STATED TASK A: Pick out each line of the listing that contains the word "overhead" and copy those lines.

DOCUMENT SEGMENT:
%%

By Greg Ip
President Trump has presided over solid economic growth and much lower unemployment than economists would have expected a few years ago, a record he proudly touted in a speech in New York Tuesday.
Mr. Trump is counting on that record carrying him to re-election next year. Conversely, Democrats see hints of weakness, especially in manufacturing-intensive swing states, that could derail those plans.
Yet both could be working from an outdated playbook. Polarized politics mean that voters' views of the economy are increasingly shaped by their party preference, rather than the other way around. And for some key voting blocs, noneconomic issues such as immigration, race relations and Mr. Trump himself have superseded economic concerns in determining their vote. Thus, absent a serious recession or spectacular boom, the economy may have little bearing on how Americans vote next year.

%%

INPUT:
%%

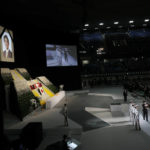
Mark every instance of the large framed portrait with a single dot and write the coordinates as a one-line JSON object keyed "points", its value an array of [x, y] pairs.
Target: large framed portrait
{"points": [[6, 45]]}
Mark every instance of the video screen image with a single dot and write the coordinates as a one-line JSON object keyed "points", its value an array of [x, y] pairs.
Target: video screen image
{"points": [[61, 55], [6, 45]]}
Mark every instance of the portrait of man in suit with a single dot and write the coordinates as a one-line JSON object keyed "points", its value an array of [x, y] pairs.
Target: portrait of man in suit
{"points": [[7, 53]]}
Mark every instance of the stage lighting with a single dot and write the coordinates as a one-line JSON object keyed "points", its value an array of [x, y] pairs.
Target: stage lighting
{"points": [[132, 25], [131, 21], [146, 20], [116, 22], [144, 25], [86, 25], [120, 27], [101, 24]]}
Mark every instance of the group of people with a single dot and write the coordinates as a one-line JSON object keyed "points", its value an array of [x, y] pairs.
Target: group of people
{"points": [[134, 113]]}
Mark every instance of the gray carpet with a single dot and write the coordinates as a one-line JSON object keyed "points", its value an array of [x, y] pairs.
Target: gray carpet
{"points": [[77, 113]]}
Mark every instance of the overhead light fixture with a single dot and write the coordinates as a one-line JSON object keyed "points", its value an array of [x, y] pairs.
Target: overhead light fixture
{"points": [[146, 20], [132, 25], [131, 21], [101, 24], [144, 25], [120, 27], [86, 25], [96, 28], [116, 22]]}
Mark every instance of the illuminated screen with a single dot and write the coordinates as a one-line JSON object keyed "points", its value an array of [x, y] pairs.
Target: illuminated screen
{"points": [[61, 55], [6, 45]]}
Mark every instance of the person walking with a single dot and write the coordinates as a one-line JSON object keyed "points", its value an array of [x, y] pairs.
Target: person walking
{"points": [[137, 121], [125, 94], [65, 113], [145, 111]]}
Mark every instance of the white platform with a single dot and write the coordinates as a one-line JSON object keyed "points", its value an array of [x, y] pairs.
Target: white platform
{"points": [[51, 102]]}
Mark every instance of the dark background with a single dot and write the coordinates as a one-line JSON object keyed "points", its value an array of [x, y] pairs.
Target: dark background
{"points": [[30, 53]]}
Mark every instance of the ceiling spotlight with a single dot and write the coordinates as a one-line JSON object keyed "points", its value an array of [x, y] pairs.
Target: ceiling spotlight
{"points": [[146, 20], [116, 22], [144, 25], [108, 27], [131, 21], [101, 24], [96, 28], [132, 25], [86, 25], [120, 27]]}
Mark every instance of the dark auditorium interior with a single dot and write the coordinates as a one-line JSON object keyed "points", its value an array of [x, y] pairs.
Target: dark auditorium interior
{"points": [[74, 75]]}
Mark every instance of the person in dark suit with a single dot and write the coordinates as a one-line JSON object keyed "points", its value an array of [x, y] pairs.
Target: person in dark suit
{"points": [[145, 111], [7, 52], [125, 94]]}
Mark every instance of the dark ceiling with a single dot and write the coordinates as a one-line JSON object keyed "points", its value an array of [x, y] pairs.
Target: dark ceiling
{"points": [[72, 14]]}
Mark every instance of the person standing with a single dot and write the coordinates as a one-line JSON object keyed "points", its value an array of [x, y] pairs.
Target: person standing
{"points": [[7, 52], [65, 113], [137, 121], [125, 94], [145, 111]]}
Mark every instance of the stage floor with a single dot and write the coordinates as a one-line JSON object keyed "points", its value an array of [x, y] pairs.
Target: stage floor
{"points": [[90, 119]]}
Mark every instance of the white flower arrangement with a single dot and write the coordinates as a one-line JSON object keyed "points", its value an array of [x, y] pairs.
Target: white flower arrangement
{"points": [[45, 80], [21, 87], [6, 75]]}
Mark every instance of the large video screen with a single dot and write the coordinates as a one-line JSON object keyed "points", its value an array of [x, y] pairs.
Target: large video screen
{"points": [[61, 55], [6, 45]]}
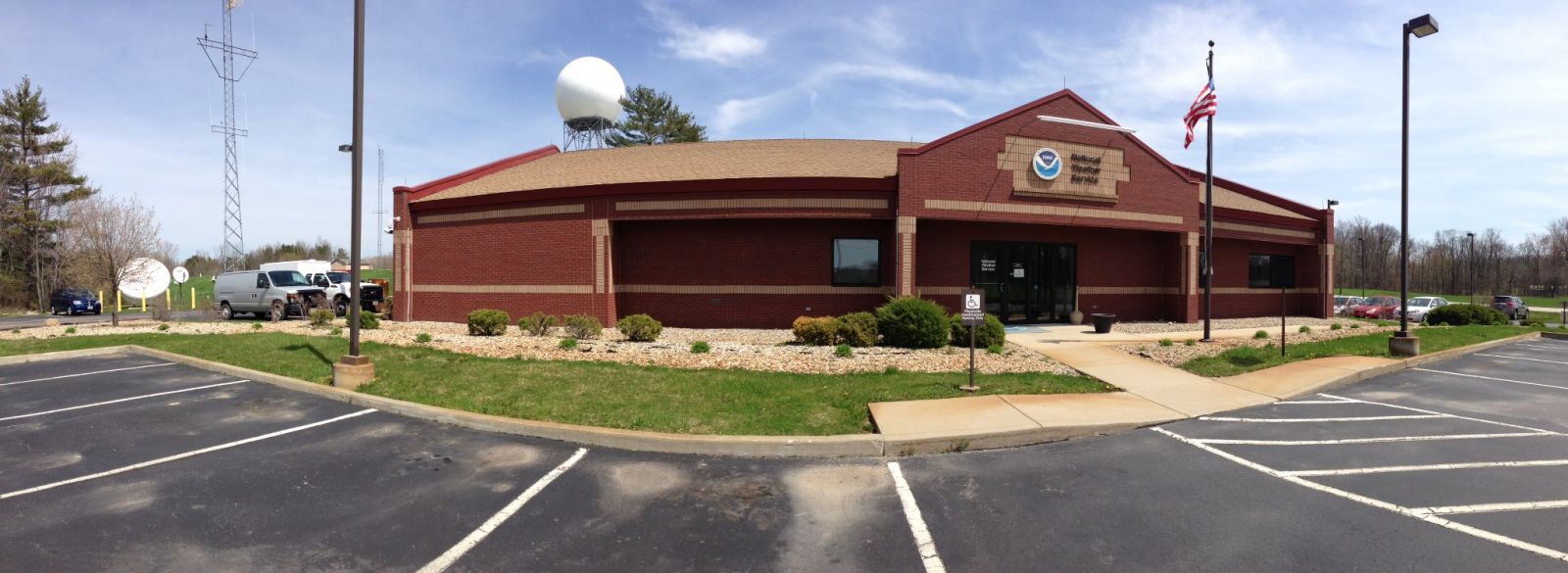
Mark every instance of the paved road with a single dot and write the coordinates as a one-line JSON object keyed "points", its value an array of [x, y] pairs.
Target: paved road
{"points": [[30, 321], [129, 463]]}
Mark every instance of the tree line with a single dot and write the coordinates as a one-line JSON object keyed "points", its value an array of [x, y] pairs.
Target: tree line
{"points": [[1452, 262]]}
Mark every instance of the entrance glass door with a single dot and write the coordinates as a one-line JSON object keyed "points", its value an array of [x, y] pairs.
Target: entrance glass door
{"points": [[1026, 282]]}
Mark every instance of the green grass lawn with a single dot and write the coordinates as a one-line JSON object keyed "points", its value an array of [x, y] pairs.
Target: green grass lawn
{"points": [[593, 393], [1249, 358], [1484, 300]]}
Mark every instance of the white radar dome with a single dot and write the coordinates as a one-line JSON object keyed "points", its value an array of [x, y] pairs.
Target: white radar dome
{"points": [[588, 88]]}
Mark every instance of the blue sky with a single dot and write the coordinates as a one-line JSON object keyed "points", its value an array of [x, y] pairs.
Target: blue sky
{"points": [[1308, 91]]}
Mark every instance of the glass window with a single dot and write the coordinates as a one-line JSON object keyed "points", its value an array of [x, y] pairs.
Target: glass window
{"points": [[857, 262], [1270, 271]]}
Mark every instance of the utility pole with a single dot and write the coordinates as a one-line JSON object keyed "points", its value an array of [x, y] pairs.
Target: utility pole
{"points": [[232, 254]]}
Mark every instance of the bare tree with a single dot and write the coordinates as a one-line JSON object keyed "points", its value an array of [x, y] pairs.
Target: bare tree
{"points": [[106, 235]]}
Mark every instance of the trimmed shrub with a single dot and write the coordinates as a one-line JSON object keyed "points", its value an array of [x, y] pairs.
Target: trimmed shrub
{"points": [[640, 327], [815, 331], [537, 324], [987, 334], [913, 323], [486, 323], [582, 326], [858, 329], [1466, 313], [321, 316]]}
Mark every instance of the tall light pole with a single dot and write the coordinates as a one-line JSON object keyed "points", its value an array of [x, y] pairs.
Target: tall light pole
{"points": [[1471, 259], [1403, 343], [355, 368]]}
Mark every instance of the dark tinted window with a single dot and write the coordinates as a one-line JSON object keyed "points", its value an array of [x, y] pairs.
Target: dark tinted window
{"points": [[857, 262], [1270, 271]]}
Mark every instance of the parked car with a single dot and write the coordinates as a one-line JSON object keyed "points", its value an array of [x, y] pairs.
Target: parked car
{"points": [[271, 293], [1510, 306], [336, 284], [1421, 306], [1377, 308], [1343, 304], [74, 301]]}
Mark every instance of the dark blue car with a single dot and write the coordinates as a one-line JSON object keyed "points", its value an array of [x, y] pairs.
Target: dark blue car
{"points": [[74, 301]]}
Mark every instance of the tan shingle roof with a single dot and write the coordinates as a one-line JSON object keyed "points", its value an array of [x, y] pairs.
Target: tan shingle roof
{"points": [[1231, 199], [710, 160]]}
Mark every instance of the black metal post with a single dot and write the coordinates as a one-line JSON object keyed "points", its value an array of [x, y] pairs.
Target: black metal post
{"points": [[357, 172], [1207, 222]]}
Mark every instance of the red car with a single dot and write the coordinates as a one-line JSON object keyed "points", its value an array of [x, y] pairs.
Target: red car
{"points": [[1377, 308]]}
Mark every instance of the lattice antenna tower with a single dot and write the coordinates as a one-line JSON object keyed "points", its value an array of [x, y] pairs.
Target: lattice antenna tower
{"points": [[232, 254]]}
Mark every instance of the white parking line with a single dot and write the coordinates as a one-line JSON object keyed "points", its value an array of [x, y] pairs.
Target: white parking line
{"points": [[1489, 378], [1376, 502], [117, 401], [911, 512], [182, 455], [501, 517], [1432, 467], [1369, 440], [1311, 420], [99, 371], [1492, 507], [1520, 358]]}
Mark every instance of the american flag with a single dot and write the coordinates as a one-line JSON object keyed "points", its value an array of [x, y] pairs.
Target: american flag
{"points": [[1201, 107]]}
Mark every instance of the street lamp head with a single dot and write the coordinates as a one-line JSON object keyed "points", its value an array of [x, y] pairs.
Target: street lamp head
{"points": [[1423, 25]]}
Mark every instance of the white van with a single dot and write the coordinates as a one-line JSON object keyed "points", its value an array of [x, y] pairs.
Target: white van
{"points": [[320, 274]]}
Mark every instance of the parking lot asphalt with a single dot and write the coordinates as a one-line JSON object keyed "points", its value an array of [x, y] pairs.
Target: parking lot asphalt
{"points": [[129, 463]]}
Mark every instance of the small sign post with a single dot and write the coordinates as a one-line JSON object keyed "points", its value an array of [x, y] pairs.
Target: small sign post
{"points": [[972, 315]]}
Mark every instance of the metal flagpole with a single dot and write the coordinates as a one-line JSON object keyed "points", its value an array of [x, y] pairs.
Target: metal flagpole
{"points": [[1207, 221]]}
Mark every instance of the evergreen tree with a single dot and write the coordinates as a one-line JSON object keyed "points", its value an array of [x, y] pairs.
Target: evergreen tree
{"points": [[36, 179], [653, 118]]}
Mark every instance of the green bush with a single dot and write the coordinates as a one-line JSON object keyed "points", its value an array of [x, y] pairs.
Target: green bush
{"points": [[913, 323], [858, 329], [815, 331], [640, 327], [987, 334], [370, 321], [1466, 313], [486, 323], [537, 324], [584, 326]]}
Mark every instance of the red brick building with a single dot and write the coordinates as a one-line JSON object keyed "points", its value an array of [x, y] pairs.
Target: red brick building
{"points": [[1048, 207]]}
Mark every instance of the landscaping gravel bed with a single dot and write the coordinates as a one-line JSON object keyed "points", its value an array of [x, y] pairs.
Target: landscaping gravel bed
{"points": [[764, 350], [1180, 353]]}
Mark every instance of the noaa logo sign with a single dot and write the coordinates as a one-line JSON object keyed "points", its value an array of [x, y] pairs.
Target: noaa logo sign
{"points": [[1048, 164]]}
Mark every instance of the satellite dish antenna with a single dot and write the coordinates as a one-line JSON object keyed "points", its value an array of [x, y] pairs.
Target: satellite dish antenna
{"points": [[145, 277], [588, 96]]}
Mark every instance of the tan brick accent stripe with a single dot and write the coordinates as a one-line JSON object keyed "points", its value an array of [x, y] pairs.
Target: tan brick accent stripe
{"points": [[753, 290], [506, 288], [778, 202], [502, 214], [1066, 212], [1129, 290], [1264, 230]]}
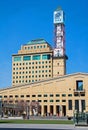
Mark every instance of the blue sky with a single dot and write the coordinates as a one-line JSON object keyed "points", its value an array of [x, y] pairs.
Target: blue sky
{"points": [[25, 20]]}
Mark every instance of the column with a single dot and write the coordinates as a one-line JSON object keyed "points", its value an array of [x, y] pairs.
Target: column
{"points": [[42, 110], [54, 109]]}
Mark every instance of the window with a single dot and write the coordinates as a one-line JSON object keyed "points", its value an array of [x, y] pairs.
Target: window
{"points": [[36, 57], [17, 58], [76, 94], [83, 105], [39, 101], [25, 58], [69, 95], [16, 96], [63, 100], [45, 100], [45, 95], [5, 96], [51, 95], [51, 101], [27, 95], [79, 85], [22, 96], [63, 95], [69, 104], [57, 95], [46, 57], [11, 96], [39, 95], [57, 100], [33, 95], [77, 105]]}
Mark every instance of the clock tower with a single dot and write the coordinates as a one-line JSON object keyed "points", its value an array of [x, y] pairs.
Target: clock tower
{"points": [[59, 56]]}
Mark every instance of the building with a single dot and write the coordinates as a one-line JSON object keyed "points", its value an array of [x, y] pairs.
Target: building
{"points": [[57, 96], [39, 74], [35, 62]]}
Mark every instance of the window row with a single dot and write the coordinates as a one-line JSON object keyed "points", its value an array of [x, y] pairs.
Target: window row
{"points": [[34, 57], [31, 76], [34, 47], [30, 63], [37, 71], [45, 95], [22, 68]]}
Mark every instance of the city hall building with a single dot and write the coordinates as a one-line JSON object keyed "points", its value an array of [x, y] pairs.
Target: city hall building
{"points": [[39, 74]]}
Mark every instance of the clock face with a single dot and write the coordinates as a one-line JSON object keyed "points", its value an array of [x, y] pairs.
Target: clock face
{"points": [[58, 16]]}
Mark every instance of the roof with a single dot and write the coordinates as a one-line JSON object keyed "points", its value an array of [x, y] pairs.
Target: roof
{"points": [[37, 41], [51, 79]]}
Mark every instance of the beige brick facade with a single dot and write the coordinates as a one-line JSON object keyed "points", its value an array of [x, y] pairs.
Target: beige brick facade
{"points": [[57, 96], [35, 62]]}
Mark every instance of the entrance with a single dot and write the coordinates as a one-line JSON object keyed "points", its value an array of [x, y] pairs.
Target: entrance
{"points": [[45, 110], [51, 110], [58, 110], [64, 110]]}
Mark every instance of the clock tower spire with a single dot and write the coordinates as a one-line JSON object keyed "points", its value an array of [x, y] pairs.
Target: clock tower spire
{"points": [[59, 54]]}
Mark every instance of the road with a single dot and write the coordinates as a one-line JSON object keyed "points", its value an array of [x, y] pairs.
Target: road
{"points": [[39, 127]]}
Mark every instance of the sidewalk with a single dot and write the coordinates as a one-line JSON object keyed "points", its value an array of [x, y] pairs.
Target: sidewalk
{"points": [[44, 126]]}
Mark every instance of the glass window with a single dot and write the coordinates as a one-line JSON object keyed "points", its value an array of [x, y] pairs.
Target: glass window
{"points": [[45, 100], [25, 58], [39, 95], [22, 96], [63, 100], [69, 104], [5, 96], [17, 58], [33, 95], [51, 95], [51, 101], [16, 96], [79, 85], [39, 101], [46, 57], [36, 57], [77, 105], [63, 95], [27, 95], [69, 95], [45, 95], [57, 100], [83, 105], [57, 95]]}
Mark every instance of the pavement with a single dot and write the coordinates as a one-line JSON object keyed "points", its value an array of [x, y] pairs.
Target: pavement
{"points": [[43, 126]]}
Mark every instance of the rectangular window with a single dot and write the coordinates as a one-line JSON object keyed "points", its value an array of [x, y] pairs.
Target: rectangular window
{"points": [[77, 105], [69, 95], [51, 100], [51, 95], [57, 100], [39, 95], [63, 100], [17, 58], [83, 105], [63, 95], [79, 85], [57, 95], [46, 57], [45, 95], [69, 104], [26, 58], [36, 57], [33, 95], [45, 100]]}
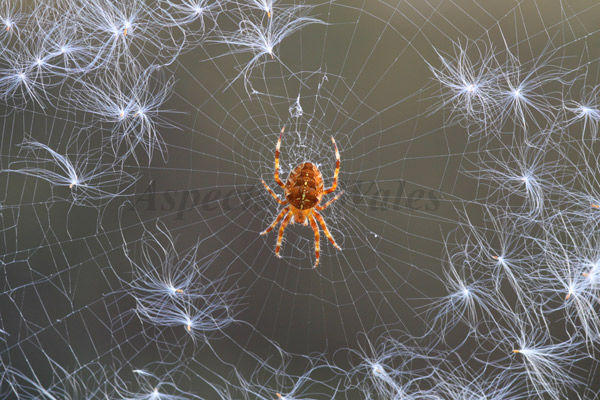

%%

STATED TASK B: Reproduce the part of the article on the economy and voting that begins at the words "Yet both could" and stops after "vote next year.".

TASK RESPONSE A:
Mark every instance of the overhead light fixture with a single dot and write the coordinates as a one-line JSON object keyed "points", its value an array of [x, y] pairs.
Target: overhead light fixture

TASK RESPONSE B:
Yet both could be working from an outdated playbook. Polarized politics mean that voters' views of the economy are increasingly shaped by their party preference, rather than the other way around. And for some key voting blocs, noneconomic issues such as immigration, race relations and Mr. Trump himself have superseded economic concerns in determining their vote. Thus, absent a serious recession or spectacular boom, the economy may have little bearing on how Americans vote next year.